Vorgegebener Text:
◆ ◆ ◆ ◆ ◆
Matthias Braun, der als Vorstandsmitglied den Pfarrgemeinderat (PGR) vertritt, brachte es auf den Punkt: „Das Fass läuft langsam über.“ In den Gesprächen nach den Sonntagsgottesdiensten sei es nur noch um das Missbrauchsthema, um „#OutInChurch“ und die kirchliche Diffamierung queerer Katholiken oder die Vorgänge im benachbarten Erzbistum Köln gegangen. Zusammen mit Patrizia Labus, Öffentlichkeitsarbeiterin der Pfarrei, wurde deshalb die „Aktion Rote Karte“ auf die Beine gestellt als Gelegenheit, Ärger und Frust in Worte zu fassen und zwischen Ostern und dem Sommerferienende 2022 in den Kirchen in einer roten Kiste zu deponieren. Neben den drei Gemeinden in Schwelm, Gevelsberg und Ennepetal beteiligten sich auch die dort ansässigen italienisch- und kroatischsprachigen Gemeinden.

„Der Balken vor den Augen der Kirche ist ein ganzes Holzhaus“

Die allermeiste Kritik richtete sich gegen die katholische Sexualmoral, den Pflichtzölibat, die zögerliche Aufarbeitung der Missbrauchsfälle, die Rolle der Frauen und den „Reformstau“ in der Kirche. „Der Balken vor den Augen der Kirche ist mittlerweile ein ganzes Holzhaus“, schrieb jemand. Zudem tun sich viele Pfarreimitglieder damit schwer, im Zuge des Pfarreientwicklungsprozesses (PEP) Kirchen zu schließen und auf Propsteigebiet zu einer Großpfarrei zusammenzuwachsen – was auch mit sich bringt, mal mit dem Auto 15 bis 20 Minuten in die Nachbarstadt zur Kirche zu fahren.

Die Stimmung vor Ort ist dramatisch

„Das Ergebnis hat uns nicht überrascht, aber ist Ihnen im Generalvikariat die dramatische Stimmung vor Ort bewusst?“, fragte PGR-Mitglied Braun Andrea Qualbrink und Ludger Schollas, die gemeinsam den Bereich Pastoralentwicklung im Bischöflichen Generalvikariat leiten und nun die Karten in Essen entgegennahmen.
◆ ◆ ◆ ◆ ◆
Datenteil:

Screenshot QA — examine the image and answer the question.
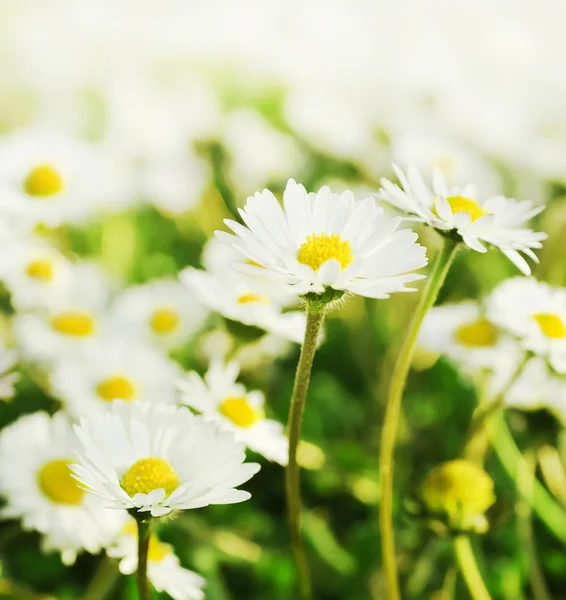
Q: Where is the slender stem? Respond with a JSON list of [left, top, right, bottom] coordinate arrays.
[[136, 518, 151, 600], [491, 414, 566, 543], [454, 535, 491, 600], [379, 238, 458, 600], [285, 307, 324, 600]]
◆ ◆ ◆ ◆ ◆
Schreibe aus dem Text über die Aktion Rote Karte den Abschnitt wortgetreu ab, der mit den Worten „Matthias Braun, der“ einsetzt und mit „und kroatischsprachigen Gemeinden.“ schließt. Das Material hat keinen Bezug zum Text über die Aktion Rote Karte.

Matthias Braun, der als Vorstandsmitglied den Pfarrgemeinderat (PGR) vertritt, brachte es auf den Punkt: „Das Fass läuft langsam über.“ In den Gesprächen nach den Sonntagsgottesdiensten sei es nur noch um das Missbrauchsthema, um „#OutInChurch“ und die kirchliche Diffamierung queerer Katholiken oder die Vorgänge im benachbarten Erzbistum Köln gegangen. Zusammen mit Patrizia Labus, Öffentlichkeitsarbeiterin der Pfarrei, wurde deshalb die „Aktion Rote Karte“ auf die Beine gestellt als Gelegenheit, Ärger und Frust in Worte zu fassen und zwischen Ostern und dem Sommerferienende 2022 in den Kirchen in einer roten Kiste zu deponieren. Neben den drei Gemeinden in Schwelm, Gevelsberg und Ennepetal beteiligten sich auch die dort ansässigen italienisch- und kroatischsprachigen Gemeinden.